ENTRIES PROVIDED:
==================================================
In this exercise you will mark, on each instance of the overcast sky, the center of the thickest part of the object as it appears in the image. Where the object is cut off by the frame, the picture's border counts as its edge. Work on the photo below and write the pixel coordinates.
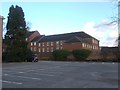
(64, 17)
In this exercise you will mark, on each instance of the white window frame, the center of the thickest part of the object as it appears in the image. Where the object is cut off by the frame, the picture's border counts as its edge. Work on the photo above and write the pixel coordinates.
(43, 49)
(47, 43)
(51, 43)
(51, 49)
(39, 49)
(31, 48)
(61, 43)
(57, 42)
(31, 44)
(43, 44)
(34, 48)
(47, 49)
==================================================
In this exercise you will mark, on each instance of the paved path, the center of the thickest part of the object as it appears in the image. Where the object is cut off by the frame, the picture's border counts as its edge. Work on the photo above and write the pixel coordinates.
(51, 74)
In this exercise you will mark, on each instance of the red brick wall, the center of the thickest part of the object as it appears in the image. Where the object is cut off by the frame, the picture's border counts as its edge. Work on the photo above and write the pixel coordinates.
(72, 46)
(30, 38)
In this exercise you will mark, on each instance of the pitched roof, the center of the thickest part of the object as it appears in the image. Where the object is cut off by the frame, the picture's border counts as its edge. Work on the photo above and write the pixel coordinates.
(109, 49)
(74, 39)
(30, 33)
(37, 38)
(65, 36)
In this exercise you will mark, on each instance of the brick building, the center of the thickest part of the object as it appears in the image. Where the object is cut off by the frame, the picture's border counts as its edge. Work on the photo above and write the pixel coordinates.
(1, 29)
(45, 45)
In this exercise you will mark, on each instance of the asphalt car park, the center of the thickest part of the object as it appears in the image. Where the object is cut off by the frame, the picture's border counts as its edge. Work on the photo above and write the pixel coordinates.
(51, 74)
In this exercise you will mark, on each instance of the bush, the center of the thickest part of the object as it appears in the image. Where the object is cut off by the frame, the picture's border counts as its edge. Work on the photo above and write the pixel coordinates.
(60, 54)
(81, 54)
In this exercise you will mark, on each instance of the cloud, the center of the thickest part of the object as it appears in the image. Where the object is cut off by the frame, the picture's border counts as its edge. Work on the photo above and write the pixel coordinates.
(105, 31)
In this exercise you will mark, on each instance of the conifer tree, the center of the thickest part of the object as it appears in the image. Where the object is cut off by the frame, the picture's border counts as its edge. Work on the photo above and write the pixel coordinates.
==================================================
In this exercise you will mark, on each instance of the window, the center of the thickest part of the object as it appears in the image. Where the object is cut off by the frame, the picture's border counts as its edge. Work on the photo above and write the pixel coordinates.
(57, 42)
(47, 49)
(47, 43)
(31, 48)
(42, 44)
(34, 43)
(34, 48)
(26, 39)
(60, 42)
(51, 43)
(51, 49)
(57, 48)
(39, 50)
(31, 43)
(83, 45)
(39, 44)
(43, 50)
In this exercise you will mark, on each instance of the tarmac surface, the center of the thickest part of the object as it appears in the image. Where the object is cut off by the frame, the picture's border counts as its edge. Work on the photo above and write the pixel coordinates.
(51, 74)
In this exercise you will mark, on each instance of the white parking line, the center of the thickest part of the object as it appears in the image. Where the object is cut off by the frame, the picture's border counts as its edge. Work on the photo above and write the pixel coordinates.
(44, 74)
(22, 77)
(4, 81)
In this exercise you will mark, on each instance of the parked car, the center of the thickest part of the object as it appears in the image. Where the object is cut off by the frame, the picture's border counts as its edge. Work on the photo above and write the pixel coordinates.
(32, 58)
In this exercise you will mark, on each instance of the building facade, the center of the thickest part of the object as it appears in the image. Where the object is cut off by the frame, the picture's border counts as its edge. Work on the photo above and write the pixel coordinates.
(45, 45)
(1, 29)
==================================================
TASK DETAILS:
Starting at the line above that contains "of the brick", write out each line exactly until the line that contains "of the conifer" has been written, and stop there.

PROBLEM SOLUTION:
In this exercise you will mark, on each instance of the brick building, the center of the thickest part of the object as it appears in the image. Where the object is cut off by the frame, the picture's border counts as its edge. Work on the photo above and write the pixel coordinates.
(1, 29)
(45, 45)
In this exercise you will mark, on each instance of the asphalt car park, the center of the thickest part of the object as it appears in the image. Where the object is cut off by the frame, the picture's border counts as its edge. Work on the photo above and write the pixel coordinates.
(51, 74)
In this exercise you will mark, on each instance of the bush, the center of the thickest part of the object as it appears in the image. Where the object is cut off by the frame, the picture's border counts as its edge. Work on the photo above and write the pixel coordinates.
(60, 54)
(81, 54)
In this exercise you will mark, on each instance of the cloud, the center of the thickest part of the object as it appears in the image. Where the object is cut off by the frame, the picture's border counts as its edge. Work on the photo above and write the pixel coordinates.
(105, 31)
In this exercise you will mark, on each instance of the conifer tree, the center of the thickest part of the object as it appears in the image. Where the object is cut off by the frame, the picture's border counts as its edge. Work on the photo above and write the pixel coordinates.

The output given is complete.